→ **OBJECTIVE A**:
Revise the rows that open with the line containing "mask job: building cornice" and close with the line containing "Give the mask of every instance of the building", substituting "nonzero fill" for "even-odd fill" and leaving everything else unchanged.

Jurisdiction over, and U.S. Judgments Concerning, Foreign
Obligors. Non-U.S issuers of the Bonds will generally not have
submitted to the jurisdiction of U.S. courts for purposes of
lawsuits relating to those Bonds. If a Trust contains Bonds of
such an issuer, the Trust as a holder of those obligations may
not be able to assert its rights in U.S. courts under the
documents pursuant to which the Bonds are issued. Even if a
Trust obtains a U.S. judgment against a foreign obligor, there
can be no assurance that the judgment will be enforced by a court
in the country in which the foreign obligor is located. In
addition, a judgment for money damages by a court in the United
States if obtained, will ordinarily be rendered only in U.S.
dollars. It is not clear, however, whether, in granting a
judgment, the rate of conversion of the applicable foreign
currency into U.S. dollars would be determined with reference to
the due date or the date the judgment is rendered. Courts in
other countries may have rules that are similar to, or different
from, the rules of the U.S. courts.
GENERAL TRUST INFORMATION
Because certain of the Bonds in the Trusts may from time to time
under certain circumstances be sold or redeemed or will mature in
accordance with their terms and because the proceeds from such
events will be distributed to Unitholders and will not be
reinvested, no assurance can be given that a Trust will retain
for any length of time its present size and composition. Neither
the Sponsor nor the Trustee shall be liable in any way for any
default, failure or defect in any Bond.
The Sponsor may not alter the portfolio of a Trust Fund except
upon the happening of certain extraordinary circumstances. See
"Investment Supervision." Certain of the Bonds may be subject to
optional call or mandatory redemption pursuant to sinking fund
provisions, in each case prior to their stated maturity. A bond
subject to optional call is one which is subject to redemption or
refunding prior to maturity at the option of the issuer, often at
a premium over par. A refunding is a method by which a bond
issue is redeemed, at or before maturity, by the proceeds of a
new bond issue. A bond subject to sinking fund redemption is one
which is subject to partial call from time to time at par from a
fund accumulated for the scheduled retirement of a portion of an
issue prior to maturity. Special or extraordinary redemption
provisions may provide for redemption at par of all or a portion
of an issue upon the occurrence of certain circumstances, which
may be prior to the optional call dates shown in "Schedule of
Investments" in Part Two of this Prospectus. Redemption pursuant
to optional call provisions is more likely to occur, and
redemption pursuant to special or extraordinary redemption
provisions may occur, when the Bonds have an offering side
evaluation which represents a premium over par, that is, when
they are able to be refinanced at a lower cost. The proceeds
from any such call or redemption pursuant to sinking fund
provisions as well as proceeds from the sale of Bonds and from
Bonds which mature in accordance with their terms, unless
utilized to pay for Units tendered for redemption, will be
distributed to Unitholders and will not be used to purchase
additional Bonds for the affected Trust. Accordingly, any such
call, redemption, sale or maturity will reduce the size and
diversity of a Trust and the net annual interest income and may
reduce the Estimated Current Return and the Estimated Long-Term
Return. See "Interest, Estimated Long-Term Return and Estimated
Current Return." The call, redemption, sale or maturity of Bonds
also may have tax consequences to a Unitholder. See "Federal Tax
Status." Information with respect to the call provisions and
maturity dates of the Bonds is contained in "Schedule of
Investments" in Part Two of this Prospectus.

→ **RECORDS FOR THIS EXERCISE**:

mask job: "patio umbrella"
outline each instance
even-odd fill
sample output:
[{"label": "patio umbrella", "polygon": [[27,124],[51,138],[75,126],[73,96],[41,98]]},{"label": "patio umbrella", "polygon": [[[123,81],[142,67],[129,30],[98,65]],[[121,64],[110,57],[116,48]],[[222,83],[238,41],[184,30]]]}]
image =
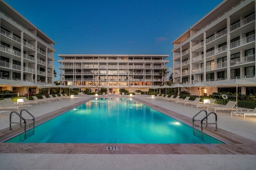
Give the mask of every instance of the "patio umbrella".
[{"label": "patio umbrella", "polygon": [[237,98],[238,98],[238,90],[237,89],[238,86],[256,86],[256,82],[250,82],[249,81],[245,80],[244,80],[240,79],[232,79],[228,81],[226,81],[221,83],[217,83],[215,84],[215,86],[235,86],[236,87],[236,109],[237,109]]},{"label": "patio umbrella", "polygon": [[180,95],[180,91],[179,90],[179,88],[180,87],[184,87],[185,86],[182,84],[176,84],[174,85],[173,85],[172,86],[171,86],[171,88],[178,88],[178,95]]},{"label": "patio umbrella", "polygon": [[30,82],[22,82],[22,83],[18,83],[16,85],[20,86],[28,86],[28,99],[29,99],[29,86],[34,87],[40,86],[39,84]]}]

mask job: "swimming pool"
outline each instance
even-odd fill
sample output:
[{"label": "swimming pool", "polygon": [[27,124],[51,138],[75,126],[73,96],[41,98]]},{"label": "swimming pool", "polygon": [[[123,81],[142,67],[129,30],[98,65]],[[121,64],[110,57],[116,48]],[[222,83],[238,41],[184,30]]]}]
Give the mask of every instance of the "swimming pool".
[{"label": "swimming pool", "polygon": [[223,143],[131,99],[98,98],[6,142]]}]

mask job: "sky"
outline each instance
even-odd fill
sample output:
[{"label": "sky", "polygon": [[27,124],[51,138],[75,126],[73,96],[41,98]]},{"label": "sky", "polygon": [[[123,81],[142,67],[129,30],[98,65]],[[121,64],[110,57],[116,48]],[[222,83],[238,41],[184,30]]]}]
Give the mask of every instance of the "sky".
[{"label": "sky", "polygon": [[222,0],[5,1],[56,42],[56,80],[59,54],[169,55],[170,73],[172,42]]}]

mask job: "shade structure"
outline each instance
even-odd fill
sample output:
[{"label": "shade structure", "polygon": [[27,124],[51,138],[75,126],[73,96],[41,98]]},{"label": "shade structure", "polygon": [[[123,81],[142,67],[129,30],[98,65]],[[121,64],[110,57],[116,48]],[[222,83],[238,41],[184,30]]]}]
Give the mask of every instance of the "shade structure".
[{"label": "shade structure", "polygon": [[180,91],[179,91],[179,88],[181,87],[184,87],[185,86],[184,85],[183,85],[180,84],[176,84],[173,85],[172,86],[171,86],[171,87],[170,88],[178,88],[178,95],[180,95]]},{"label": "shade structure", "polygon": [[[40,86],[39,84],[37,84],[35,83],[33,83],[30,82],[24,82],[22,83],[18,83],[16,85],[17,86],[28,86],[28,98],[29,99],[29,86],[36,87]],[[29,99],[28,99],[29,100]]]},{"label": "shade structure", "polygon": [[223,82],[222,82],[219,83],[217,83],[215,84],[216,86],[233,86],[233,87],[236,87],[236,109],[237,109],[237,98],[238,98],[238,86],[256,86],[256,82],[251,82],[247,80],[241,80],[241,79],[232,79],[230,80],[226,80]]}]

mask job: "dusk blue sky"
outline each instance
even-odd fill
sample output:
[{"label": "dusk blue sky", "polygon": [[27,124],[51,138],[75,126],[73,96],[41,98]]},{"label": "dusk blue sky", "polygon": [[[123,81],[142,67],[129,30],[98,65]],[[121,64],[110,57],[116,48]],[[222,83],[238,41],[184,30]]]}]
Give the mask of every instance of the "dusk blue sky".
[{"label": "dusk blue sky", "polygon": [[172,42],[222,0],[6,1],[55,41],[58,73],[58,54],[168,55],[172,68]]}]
==
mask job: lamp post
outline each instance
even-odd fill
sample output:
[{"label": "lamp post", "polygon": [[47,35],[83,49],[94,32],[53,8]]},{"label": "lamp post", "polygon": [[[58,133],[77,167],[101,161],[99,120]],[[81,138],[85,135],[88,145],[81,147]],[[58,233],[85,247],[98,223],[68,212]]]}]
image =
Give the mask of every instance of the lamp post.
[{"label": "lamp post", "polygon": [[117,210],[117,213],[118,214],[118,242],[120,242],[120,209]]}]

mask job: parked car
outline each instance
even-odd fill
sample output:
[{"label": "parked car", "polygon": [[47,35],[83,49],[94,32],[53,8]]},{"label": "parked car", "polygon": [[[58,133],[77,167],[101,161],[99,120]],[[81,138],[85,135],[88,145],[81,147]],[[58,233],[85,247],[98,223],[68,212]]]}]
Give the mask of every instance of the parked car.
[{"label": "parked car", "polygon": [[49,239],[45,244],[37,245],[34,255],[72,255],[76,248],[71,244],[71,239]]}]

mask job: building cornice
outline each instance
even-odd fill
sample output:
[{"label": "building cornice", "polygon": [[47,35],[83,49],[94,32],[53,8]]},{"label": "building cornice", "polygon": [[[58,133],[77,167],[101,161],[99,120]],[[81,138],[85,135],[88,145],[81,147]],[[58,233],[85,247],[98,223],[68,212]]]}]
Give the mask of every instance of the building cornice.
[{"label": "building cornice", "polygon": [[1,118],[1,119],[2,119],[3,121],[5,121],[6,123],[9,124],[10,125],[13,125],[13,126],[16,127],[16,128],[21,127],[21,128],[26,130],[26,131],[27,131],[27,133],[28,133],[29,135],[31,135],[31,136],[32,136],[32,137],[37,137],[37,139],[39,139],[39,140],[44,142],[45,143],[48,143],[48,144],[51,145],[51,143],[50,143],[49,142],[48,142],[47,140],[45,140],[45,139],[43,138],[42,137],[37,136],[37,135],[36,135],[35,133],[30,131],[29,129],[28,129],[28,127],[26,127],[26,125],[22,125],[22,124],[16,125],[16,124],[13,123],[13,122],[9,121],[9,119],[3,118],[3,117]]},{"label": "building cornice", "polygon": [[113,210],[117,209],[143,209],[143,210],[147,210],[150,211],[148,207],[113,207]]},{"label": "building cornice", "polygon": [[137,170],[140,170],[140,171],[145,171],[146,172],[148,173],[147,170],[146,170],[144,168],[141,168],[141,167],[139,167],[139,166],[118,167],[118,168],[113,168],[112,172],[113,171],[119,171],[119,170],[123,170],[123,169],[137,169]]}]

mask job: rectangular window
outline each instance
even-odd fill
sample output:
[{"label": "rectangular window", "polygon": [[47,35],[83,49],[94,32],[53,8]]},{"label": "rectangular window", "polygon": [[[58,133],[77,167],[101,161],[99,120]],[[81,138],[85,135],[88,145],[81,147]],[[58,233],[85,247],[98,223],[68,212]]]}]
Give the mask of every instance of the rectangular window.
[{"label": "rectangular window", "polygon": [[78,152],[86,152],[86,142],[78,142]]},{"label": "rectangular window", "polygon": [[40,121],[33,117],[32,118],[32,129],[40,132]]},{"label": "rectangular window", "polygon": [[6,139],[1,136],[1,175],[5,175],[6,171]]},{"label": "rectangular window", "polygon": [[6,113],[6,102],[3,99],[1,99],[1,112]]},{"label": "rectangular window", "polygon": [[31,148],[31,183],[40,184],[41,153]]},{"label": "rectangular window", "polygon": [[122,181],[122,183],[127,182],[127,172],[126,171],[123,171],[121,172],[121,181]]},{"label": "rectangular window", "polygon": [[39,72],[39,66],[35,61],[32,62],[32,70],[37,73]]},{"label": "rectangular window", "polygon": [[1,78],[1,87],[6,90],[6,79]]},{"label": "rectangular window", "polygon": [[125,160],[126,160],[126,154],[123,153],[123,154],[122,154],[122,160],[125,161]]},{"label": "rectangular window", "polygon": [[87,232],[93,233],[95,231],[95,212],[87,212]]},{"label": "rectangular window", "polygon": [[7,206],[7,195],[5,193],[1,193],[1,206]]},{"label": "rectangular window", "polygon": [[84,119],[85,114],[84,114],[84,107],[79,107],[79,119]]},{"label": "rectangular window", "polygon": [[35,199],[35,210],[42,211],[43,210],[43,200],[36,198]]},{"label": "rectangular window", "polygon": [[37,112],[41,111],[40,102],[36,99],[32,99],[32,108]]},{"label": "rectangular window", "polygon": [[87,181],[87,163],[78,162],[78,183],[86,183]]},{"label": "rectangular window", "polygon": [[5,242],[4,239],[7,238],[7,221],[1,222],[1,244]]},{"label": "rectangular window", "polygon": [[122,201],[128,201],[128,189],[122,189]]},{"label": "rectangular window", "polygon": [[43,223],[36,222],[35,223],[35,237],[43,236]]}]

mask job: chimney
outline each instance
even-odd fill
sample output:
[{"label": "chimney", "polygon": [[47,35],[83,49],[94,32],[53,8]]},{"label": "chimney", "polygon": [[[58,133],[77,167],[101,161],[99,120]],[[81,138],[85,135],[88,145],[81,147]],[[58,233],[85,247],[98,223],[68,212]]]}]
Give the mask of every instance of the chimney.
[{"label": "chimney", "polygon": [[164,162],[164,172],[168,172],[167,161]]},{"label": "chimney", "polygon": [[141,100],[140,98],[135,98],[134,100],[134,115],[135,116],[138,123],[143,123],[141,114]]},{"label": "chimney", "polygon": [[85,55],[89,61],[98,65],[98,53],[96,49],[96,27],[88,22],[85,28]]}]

→ **OBJECTIVE B**:
Repeat word for word the part of the bond trust passage that opens with the words "Jurisdiction over, and" and closes with "only in U.S.".

→ **FINAL RESULT A**:
mask job: building cornice
outline each instance
nonzero fill
sample output:
[{"label": "building cornice", "polygon": [[47,35],[83,49],[94,32],[53,8]]},{"label": "building cornice", "polygon": [[[58,133],[77,167],[101,161],[99,120]],[[81,138],[85,135],[88,145],[81,147]],[[58,233],[85,247],[98,223],[68,212]]]}]
Give the mask of every instance of the building cornice.

→ **FINAL RESULT B**:
Jurisdiction over, and U.S. Judgments Concerning, Foreign
Obligors. Non-U.S issuers of the Bonds will generally not have
submitted to the jurisdiction of U.S. courts for purposes of
lawsuits relating to those Bonds. If a Trust contains Bonds of
such an issuer, the Trust as a holder of those obligations may
not be able to assert its rights in U.S. courts under the
documents pursuant to which the Bonds are issued. Even if a
Trust obtains a U.S. judgment against a foreign obligor, there
can be no assurance that the judgment will be enforced by a court
in the country in which the foreign obligor is located. In
addition, a judgment for money damages by a court in the United
States if obtained, will ordinarily be rendered only in U.S.